Start of Reading passage

Boys in West Yorkshire – including Bradford and Leeds - were among hundreds of victims targeted by an "evil predator" who was jailed for 10 years today.

James Utting posed as a teenage girl online to induce 401 boys to send naked photos of themselves. He then shared the images with some of the victims' friends and family.

Utting, of St Michael's Road, Aldershot, Hampshire, pleaded guilty at Winchester Crown Court to 43 offences of possessing and distributing indecent images of children and engaging children in sexual activity relating to 11 victims.

The 36-year-old had gathered thousands of images of victims aged between eight and 15 and from around the country including Humberside, Grimsby, Leeds, Bradford and Barnsley.

Judge Jane Miller QC ruled that Utting posed a danger to children and sentenced him to 10 years in custody with an extended licence period of five years.

She said "It was both devastating and highly distressing for the boys, it will affect all of their lives.

"I hope they will be able to pick themselves up after your sentence and move forward, I hope they understand it wasn't their fault."

Matthew Lawson, prosecuting, told the court that Utting had created false social media profiles on Facebook, Instagram and Snapchat using the image of a 15-year-old girl.

The defendant would then entice his victims to send naked pictures of themselves and of them committing sex acts on themselves by sending them pornographic images purporting to be from the girl they believed they were in contact with.

Utting would then blackmail the boys by threatening to share the naked pictures of the boy to force them to send further images.

The defendant went through with the threat and sent the photos to schoolfriends and family members of 19 of his victims.

Mr Lawson added that some of the victims could be seen "crying and begging" the defendant to stop in the videos sent to him.

End of Reading passage
Start of Records shown

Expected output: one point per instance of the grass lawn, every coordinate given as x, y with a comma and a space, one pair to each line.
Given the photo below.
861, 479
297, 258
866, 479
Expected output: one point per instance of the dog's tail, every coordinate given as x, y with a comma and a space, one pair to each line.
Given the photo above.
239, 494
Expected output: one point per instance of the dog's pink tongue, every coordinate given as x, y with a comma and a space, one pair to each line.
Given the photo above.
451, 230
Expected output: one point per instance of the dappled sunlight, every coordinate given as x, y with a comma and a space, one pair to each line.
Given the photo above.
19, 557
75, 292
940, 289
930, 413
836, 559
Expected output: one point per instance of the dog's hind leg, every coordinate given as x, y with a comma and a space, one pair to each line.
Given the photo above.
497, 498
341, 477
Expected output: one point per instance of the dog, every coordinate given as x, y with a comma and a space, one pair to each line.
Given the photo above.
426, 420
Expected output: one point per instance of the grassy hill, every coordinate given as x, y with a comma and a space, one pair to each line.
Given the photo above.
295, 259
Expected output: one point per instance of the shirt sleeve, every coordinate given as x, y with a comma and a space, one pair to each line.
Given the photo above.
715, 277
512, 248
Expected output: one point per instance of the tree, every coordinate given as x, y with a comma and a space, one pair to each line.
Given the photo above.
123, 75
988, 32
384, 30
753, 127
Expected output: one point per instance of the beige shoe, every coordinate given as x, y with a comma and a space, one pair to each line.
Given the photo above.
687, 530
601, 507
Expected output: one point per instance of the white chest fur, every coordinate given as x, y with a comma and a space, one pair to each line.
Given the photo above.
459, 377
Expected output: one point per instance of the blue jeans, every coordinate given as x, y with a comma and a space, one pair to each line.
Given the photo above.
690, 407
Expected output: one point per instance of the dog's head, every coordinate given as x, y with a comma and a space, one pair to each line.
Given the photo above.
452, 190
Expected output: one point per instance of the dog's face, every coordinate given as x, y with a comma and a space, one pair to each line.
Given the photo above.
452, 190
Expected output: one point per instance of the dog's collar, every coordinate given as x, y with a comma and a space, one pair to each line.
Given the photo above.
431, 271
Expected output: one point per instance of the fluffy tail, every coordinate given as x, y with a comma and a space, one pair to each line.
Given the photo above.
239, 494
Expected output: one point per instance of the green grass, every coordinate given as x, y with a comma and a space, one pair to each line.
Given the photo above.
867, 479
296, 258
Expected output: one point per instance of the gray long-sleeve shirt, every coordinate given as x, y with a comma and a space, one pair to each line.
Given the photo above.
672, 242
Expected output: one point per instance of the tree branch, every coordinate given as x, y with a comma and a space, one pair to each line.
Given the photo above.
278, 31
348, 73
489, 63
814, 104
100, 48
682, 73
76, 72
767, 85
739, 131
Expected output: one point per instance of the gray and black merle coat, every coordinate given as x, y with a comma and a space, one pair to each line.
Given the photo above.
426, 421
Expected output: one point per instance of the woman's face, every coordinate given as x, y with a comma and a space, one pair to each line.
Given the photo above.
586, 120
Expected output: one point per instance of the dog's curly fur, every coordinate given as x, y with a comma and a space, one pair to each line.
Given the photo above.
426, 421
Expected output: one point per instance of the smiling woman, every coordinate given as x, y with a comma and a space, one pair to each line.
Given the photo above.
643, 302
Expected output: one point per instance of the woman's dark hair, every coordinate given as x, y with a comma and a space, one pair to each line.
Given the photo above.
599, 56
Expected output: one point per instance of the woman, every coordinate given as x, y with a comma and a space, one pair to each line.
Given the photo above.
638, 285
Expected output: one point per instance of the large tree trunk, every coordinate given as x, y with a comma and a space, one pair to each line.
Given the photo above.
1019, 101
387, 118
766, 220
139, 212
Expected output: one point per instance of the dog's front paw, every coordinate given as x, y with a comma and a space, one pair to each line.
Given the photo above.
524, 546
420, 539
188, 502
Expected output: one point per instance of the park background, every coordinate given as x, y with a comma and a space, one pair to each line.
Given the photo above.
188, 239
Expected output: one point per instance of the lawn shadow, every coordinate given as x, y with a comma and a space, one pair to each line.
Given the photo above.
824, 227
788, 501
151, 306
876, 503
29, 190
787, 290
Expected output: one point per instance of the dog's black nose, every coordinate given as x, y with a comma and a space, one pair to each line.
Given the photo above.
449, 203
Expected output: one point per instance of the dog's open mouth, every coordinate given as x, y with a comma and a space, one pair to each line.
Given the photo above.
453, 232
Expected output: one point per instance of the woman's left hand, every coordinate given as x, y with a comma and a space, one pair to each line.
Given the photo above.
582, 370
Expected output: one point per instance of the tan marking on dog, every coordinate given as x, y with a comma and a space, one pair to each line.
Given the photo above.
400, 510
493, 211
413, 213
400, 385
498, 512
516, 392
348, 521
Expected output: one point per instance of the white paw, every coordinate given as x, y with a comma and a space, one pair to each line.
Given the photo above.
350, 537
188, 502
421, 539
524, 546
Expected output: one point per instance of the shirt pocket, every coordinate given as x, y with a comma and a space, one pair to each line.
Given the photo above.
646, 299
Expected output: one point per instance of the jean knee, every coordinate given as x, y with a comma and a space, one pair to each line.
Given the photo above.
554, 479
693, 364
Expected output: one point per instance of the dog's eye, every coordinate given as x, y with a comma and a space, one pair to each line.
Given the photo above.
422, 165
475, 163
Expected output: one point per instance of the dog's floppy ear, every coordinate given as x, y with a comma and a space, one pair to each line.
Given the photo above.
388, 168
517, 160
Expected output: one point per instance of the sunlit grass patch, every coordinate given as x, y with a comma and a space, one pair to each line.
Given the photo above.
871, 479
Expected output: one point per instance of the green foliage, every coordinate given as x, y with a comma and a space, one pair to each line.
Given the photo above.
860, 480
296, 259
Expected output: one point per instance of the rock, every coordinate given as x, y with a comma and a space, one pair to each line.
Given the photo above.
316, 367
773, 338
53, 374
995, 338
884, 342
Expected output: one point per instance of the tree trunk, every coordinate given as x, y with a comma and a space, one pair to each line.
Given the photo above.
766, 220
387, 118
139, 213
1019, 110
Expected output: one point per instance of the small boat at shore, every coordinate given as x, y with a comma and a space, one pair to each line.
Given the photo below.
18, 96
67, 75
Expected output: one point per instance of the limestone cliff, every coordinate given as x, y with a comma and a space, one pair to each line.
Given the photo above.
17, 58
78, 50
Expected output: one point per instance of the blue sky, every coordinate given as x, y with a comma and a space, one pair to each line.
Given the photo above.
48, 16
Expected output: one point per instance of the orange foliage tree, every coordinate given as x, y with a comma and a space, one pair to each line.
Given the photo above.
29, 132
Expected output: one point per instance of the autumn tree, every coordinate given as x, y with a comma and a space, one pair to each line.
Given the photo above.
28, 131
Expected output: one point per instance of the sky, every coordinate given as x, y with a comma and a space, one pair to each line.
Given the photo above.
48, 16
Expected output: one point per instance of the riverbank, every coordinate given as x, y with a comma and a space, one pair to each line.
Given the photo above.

End of Records shown

** What to do **
1 > According to the news report about James Utting's sentencing, at which court did he plead guilty?
2 > Extend the news report about James Utting's sentencing, picking up after its last sentence.
The material comes from a different source than the news report about James Utting's sentencing.

** Results for each task **
1 > Winchester Crown Court.

2 >
One victim, aged 14, said in a victim impact statement that "paranoia was everywhere" after the images were shared with other pupils at his school and added that he felt "low to the point where there was no meaning to life, I felt there was no tomorrow".

His mother described Utting as an "evil predator" and added of her son: "To watch him experience shame, hurt, paranoia, anxiety and depression was so hard.

"As a mother this has broken my heart and changed my view of the world forever."

Mr Lawson said that Utting told police that he had become "addicted" and "lost control of himself" as well as describing his actions as "cruel".

Richard Martin, defending, said that Utting had a "troubled life" and had been diagnosed as autistic.

Detective Constable Wendy Harrison, of Hampshire Police, said outside court: "Utting's offences were so prolific and caused so much trauma and distress to so many young people right across the country.

"He targeted and exploited young and vulnerable boys by hiding his true identity behind a fake and digital persona.

"I just hope this sentence can now allow those young people and their families to move ahead with their lives."